Rewrite the lines starting with the one that contains "Label: stone column" and going on through the one that contains "[2,22,11,29]" as a JSON list of strings, one string per line, leaving out any blank lines. Include nothing from outside that span.

Records from a collection
* * * * * * *

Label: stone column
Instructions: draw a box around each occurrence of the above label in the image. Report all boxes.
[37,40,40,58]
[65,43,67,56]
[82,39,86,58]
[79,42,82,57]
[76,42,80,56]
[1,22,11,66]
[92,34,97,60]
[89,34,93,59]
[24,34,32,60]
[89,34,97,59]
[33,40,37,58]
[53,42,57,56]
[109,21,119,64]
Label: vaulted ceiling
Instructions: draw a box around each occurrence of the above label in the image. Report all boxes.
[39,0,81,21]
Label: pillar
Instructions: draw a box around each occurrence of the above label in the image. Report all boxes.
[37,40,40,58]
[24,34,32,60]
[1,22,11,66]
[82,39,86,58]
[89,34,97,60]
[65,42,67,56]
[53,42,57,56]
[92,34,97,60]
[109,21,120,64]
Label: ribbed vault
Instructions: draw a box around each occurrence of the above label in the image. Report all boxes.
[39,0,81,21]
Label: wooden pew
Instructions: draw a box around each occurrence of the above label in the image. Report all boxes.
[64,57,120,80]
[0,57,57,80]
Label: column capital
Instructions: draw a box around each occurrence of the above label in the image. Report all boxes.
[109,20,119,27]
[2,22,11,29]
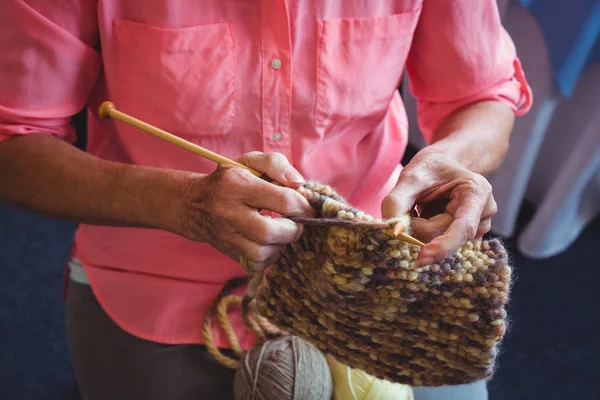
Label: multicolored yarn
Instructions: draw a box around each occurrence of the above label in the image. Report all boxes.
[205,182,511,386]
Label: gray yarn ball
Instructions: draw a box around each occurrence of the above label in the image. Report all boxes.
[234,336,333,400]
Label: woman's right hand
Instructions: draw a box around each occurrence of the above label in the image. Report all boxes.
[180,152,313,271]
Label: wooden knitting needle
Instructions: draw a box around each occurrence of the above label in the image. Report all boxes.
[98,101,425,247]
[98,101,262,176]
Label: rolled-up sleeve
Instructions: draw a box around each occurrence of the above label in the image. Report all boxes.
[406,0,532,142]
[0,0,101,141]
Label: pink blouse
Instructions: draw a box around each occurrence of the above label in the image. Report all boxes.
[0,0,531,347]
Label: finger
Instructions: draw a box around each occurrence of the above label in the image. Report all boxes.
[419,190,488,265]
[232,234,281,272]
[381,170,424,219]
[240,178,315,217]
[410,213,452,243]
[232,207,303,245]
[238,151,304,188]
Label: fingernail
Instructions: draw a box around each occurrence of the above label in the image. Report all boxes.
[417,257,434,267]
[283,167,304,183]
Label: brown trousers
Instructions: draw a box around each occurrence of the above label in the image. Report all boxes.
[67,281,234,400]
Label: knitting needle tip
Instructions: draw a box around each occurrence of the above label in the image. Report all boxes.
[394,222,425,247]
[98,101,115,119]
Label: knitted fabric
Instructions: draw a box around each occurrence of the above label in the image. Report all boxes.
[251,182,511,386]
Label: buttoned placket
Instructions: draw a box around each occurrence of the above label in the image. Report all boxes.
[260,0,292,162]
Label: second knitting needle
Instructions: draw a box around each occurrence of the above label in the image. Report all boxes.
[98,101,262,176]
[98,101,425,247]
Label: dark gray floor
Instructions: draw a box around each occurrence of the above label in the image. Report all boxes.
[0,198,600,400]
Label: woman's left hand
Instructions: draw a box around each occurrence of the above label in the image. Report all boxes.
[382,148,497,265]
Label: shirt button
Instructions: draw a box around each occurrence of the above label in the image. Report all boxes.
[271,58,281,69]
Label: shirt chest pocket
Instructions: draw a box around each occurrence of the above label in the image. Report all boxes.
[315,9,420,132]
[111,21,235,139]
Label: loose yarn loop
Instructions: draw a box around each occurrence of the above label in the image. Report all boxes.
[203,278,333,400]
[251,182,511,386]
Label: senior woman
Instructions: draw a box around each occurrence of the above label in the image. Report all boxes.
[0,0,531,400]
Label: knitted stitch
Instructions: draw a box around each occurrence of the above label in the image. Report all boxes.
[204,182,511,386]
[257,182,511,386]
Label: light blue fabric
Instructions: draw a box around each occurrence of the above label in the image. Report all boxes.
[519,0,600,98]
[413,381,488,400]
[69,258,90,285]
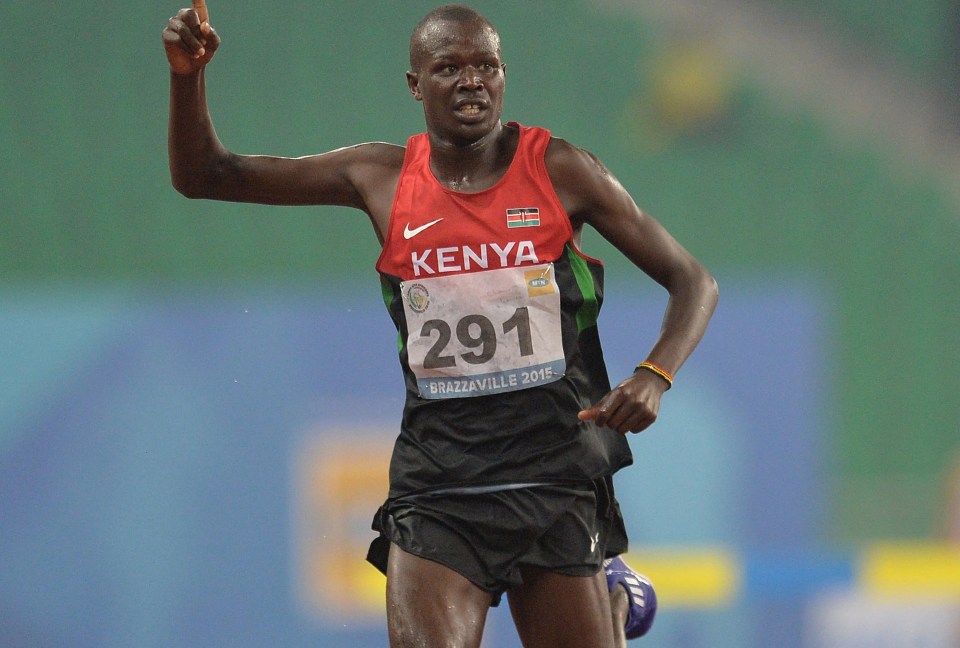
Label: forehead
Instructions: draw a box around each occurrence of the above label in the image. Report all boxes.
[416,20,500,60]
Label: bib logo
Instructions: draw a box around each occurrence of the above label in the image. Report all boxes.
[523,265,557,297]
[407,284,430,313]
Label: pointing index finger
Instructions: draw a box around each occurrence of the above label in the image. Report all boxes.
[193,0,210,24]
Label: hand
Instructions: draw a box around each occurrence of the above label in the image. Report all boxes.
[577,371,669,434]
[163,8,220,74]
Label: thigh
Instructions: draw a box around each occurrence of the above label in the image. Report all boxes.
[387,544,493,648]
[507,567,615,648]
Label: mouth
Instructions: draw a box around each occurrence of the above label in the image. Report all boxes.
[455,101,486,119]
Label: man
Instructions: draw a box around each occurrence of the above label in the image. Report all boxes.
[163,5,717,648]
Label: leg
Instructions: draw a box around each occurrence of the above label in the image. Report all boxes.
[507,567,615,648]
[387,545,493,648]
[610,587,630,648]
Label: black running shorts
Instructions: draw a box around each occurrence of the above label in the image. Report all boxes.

* * * * * * *

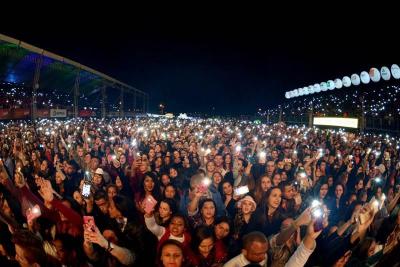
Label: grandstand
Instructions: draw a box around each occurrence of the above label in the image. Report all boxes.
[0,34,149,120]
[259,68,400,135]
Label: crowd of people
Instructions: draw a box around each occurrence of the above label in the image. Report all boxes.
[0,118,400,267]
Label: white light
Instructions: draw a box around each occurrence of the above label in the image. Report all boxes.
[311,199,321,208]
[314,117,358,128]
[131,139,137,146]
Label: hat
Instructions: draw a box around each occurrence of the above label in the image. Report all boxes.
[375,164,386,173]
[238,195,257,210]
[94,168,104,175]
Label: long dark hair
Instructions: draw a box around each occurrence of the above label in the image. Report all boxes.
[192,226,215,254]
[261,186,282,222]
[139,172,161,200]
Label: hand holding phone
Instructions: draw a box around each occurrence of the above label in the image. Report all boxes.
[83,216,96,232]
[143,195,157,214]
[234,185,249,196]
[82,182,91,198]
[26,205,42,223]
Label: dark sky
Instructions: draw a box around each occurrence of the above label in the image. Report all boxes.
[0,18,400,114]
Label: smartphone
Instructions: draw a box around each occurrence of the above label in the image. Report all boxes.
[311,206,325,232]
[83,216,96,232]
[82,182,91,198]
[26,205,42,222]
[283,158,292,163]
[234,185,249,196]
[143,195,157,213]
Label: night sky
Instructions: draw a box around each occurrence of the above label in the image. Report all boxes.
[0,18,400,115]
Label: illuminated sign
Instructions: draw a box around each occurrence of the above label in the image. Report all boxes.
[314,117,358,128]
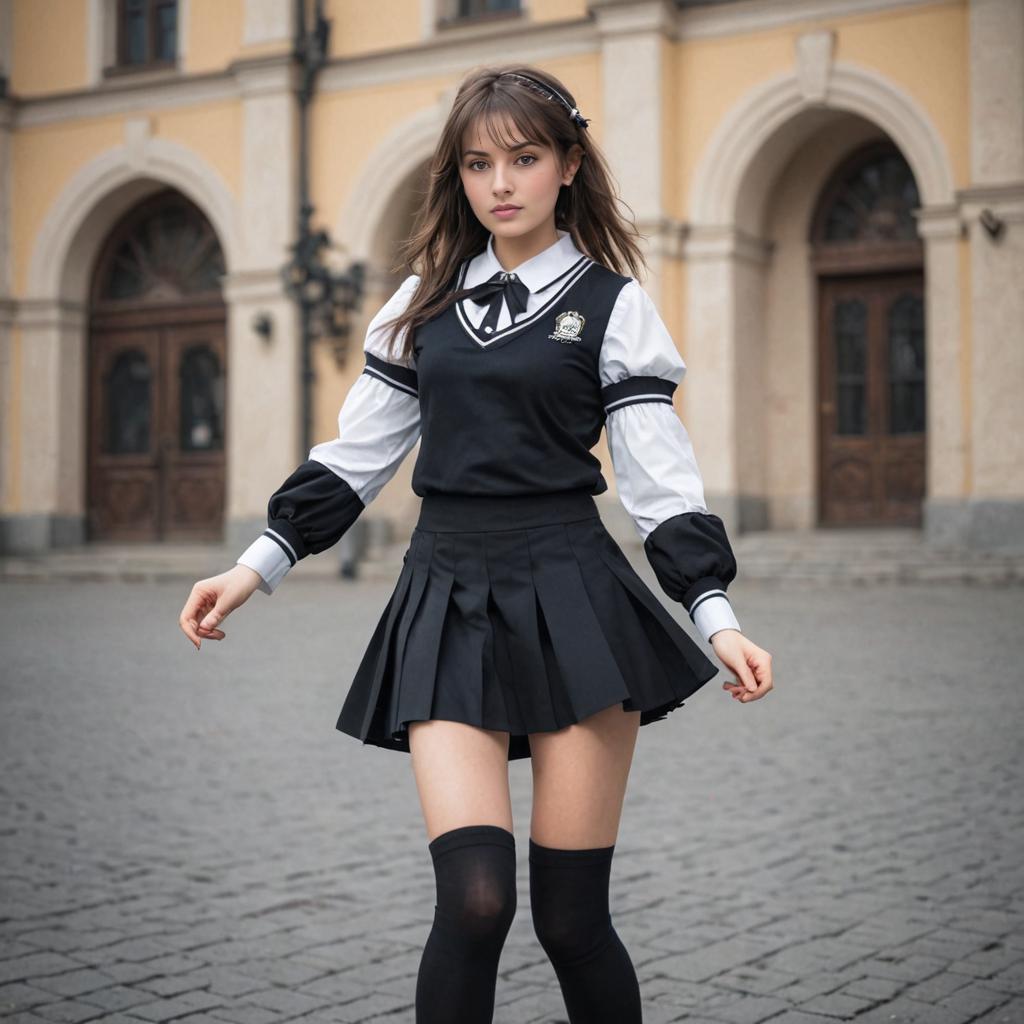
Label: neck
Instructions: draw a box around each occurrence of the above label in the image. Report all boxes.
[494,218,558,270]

* * * * * * *

## Result
[
  "Label: stone column",
  "Instructions: draw a box around each occurrence of the above label in the image. Report all boxes.",
  "[37,40,40,58]",
  "[65,43,67,56]",
  "[82,39,86,58]",
  "[79,42,82,57]",
  "[76,42,80,56]",
  "[1,22,11,66]",
  "[92,34,97,60]",
  "[89,34,93,59]",
  "[24,34,32,60]",
  "[89,34,97,59]",
  "[33,40,37,58]",
  "[53,42,57,56]",
  "[109,21,119,64]",
  "Label: vaulted ceiling",
  "Instructions: draw a box around each occurrence of the above label in the image. Report all boxes.",
  "[39,0,81,21]",
  "Label: pillar",
  "Instructions: draw a box around each occurrence of the above label in the image. Report all boxes.",
  "[37,40,40,58]",
  "[24,34,32,60]",
  "[1,22,11,66]",
  "[82,39,86,58]",
  "[89,34,97,60]",
  "[65,42,67,56]",
  "[53,42,57,56]",
  "[92,34,97,60]",
  "[109,21,120,64]",
  "Label: ribbed vault",
  "Instructions: draw a box around each occurrence of the above label in the image. Report all boxes.",
  "[39,0,81,21]",
  "Label: wooden pew",
  "Instructions: draw a box around each occurrence of the above label in the image. Report all boxes.",
  "[64,57,120,80]",
  "[0,57,57,80]",
  "Label: column capital",
  "Instructions: draw a box around each occurrence of the above label in the image. Report all boxes.",
  "[109,20,119,27]",
  "[2,22,11,29]"
]